● **WHAT NEEDS TO BE DONE**
Pick out every line in the records below that contains the word "positive" and copy each of those lines in full.

● **DATASET RECORDS**
*****

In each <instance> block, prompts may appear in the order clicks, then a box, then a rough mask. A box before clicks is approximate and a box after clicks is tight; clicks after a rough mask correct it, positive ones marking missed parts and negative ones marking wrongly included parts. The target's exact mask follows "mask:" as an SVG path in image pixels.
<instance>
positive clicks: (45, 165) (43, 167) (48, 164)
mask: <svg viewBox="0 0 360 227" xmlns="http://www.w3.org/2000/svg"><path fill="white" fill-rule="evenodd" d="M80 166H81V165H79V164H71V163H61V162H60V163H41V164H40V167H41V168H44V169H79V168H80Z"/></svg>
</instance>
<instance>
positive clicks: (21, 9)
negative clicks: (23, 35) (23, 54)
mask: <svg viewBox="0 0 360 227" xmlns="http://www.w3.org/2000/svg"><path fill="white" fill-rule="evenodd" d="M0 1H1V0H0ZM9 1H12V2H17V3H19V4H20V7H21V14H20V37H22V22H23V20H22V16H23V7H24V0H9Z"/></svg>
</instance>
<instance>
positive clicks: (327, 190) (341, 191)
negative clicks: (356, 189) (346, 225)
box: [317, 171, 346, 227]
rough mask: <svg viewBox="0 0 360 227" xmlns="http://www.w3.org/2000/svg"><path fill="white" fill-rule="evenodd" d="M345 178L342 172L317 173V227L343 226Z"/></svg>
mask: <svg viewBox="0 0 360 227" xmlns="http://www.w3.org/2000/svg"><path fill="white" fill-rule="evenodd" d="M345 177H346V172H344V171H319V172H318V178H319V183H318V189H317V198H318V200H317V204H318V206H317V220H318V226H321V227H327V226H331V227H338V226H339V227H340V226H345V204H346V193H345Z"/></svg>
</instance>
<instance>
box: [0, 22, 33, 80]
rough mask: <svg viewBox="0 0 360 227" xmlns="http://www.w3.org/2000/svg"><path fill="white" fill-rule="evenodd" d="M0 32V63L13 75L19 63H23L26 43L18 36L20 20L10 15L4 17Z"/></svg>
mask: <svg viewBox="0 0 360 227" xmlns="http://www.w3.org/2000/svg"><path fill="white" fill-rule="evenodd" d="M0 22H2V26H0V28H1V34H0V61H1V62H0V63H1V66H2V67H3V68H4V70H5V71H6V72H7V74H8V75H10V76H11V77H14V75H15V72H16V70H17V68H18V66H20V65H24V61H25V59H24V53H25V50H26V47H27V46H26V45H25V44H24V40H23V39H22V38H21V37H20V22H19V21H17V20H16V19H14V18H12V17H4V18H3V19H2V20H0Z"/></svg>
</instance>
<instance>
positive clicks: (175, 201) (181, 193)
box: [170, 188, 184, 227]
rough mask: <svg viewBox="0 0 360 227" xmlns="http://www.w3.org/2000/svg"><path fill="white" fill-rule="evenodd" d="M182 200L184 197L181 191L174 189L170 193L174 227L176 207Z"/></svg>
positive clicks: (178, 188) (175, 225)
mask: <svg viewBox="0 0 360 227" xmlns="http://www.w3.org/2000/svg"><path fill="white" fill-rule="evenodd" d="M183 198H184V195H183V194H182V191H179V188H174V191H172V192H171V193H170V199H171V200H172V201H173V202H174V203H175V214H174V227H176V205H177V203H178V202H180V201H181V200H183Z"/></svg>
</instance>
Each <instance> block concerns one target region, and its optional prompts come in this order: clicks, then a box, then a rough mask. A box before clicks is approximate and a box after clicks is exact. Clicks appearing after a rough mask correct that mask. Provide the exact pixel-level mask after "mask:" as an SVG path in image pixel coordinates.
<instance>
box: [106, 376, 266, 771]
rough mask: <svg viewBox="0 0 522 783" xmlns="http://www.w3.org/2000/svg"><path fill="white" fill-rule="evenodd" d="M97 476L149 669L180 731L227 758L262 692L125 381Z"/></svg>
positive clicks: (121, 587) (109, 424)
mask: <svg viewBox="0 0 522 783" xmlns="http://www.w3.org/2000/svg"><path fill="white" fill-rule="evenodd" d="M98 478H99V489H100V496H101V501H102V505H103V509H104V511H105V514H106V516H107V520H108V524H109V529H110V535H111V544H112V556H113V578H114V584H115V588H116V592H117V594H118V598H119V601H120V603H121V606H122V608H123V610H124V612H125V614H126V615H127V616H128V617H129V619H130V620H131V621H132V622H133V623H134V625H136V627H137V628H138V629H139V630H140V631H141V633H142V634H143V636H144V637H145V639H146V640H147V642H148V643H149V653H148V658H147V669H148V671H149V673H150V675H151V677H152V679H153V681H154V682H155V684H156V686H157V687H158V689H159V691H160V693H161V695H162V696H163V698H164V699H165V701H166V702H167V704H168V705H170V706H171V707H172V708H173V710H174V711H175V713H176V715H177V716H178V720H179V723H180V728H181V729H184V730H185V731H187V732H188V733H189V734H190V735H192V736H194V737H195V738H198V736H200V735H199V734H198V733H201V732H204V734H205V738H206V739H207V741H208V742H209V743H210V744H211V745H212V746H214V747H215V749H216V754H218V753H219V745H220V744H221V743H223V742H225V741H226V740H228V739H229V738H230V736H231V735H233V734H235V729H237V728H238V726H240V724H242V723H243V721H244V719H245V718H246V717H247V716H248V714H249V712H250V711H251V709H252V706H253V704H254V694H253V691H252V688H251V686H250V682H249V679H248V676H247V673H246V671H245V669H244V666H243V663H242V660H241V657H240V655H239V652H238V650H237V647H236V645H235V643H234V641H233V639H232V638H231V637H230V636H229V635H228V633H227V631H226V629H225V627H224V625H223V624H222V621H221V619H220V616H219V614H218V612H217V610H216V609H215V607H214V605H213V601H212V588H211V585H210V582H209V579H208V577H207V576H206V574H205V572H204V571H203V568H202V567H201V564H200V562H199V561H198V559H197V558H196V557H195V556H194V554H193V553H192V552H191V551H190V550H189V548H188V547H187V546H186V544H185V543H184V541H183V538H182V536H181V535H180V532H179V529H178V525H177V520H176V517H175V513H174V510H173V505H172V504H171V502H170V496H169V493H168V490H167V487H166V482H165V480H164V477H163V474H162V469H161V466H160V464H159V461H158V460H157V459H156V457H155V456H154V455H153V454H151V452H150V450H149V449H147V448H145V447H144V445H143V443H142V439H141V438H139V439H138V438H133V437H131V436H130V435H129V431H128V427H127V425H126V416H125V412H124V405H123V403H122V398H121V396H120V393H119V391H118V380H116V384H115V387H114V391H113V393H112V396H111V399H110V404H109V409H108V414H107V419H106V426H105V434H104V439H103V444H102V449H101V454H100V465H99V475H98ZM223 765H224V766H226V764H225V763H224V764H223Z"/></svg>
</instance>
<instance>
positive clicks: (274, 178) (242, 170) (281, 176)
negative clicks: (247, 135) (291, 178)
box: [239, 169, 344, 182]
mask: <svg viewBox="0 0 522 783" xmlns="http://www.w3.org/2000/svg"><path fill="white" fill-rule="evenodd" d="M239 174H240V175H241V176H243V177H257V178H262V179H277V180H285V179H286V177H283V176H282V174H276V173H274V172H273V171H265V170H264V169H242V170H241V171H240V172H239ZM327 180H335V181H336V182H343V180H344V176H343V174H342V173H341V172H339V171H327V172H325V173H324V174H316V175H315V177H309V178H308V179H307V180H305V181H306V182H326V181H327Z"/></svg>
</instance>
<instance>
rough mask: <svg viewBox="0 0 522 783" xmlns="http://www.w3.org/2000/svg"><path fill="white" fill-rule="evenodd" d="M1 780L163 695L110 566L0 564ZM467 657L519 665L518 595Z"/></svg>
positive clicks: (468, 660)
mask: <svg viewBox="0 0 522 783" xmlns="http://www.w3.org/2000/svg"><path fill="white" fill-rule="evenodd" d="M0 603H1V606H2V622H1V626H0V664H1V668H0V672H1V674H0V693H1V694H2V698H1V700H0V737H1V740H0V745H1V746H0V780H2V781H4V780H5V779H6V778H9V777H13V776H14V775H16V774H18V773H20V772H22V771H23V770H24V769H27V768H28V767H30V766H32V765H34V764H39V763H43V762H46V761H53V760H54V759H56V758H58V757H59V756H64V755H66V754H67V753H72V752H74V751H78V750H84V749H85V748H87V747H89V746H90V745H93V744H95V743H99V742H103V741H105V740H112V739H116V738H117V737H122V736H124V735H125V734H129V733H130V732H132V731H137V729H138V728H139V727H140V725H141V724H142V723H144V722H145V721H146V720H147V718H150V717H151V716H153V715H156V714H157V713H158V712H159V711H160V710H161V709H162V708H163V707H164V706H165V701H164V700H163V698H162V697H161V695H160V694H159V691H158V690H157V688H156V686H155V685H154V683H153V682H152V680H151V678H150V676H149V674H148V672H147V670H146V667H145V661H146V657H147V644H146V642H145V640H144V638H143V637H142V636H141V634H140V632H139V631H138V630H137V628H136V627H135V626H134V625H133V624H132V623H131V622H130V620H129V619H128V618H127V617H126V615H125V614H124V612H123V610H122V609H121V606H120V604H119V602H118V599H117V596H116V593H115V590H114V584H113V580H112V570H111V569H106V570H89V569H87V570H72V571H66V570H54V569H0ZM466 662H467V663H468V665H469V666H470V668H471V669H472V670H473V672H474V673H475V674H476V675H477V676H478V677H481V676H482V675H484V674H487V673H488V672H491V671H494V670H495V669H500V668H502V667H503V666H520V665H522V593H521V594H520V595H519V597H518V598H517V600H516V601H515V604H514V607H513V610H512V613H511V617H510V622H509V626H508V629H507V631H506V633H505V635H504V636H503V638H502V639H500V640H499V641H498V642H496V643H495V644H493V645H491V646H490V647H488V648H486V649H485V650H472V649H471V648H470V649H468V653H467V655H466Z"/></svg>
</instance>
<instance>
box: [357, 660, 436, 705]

*****

● **EXERCISE ANSWER**
In each <instance> block, prompts may appear in the order clicks, then a box, then a rough mask. A box before clicks is approximate and a box after clicks is tight; clicks after a rough mask correct it, positive ones marking missed parts and negative ones marking wrongly included parts. The target's exact mask follows "mask:" as an SVG path in image pixels.
positive clicks: (45, 165) (43, 167) (48, 164)
positive clicks: (21, 9)
positive clicks: (327, 190) (341, 191)
positive clicks: (175, 201) (181, 193)
positive clicks: (178, 188) (175, 225)
positive clicks: (121, 587) (109, 424)
positive clicks: (274, 178) (242, 170) (281, 176)
positive clicks: (468, 660)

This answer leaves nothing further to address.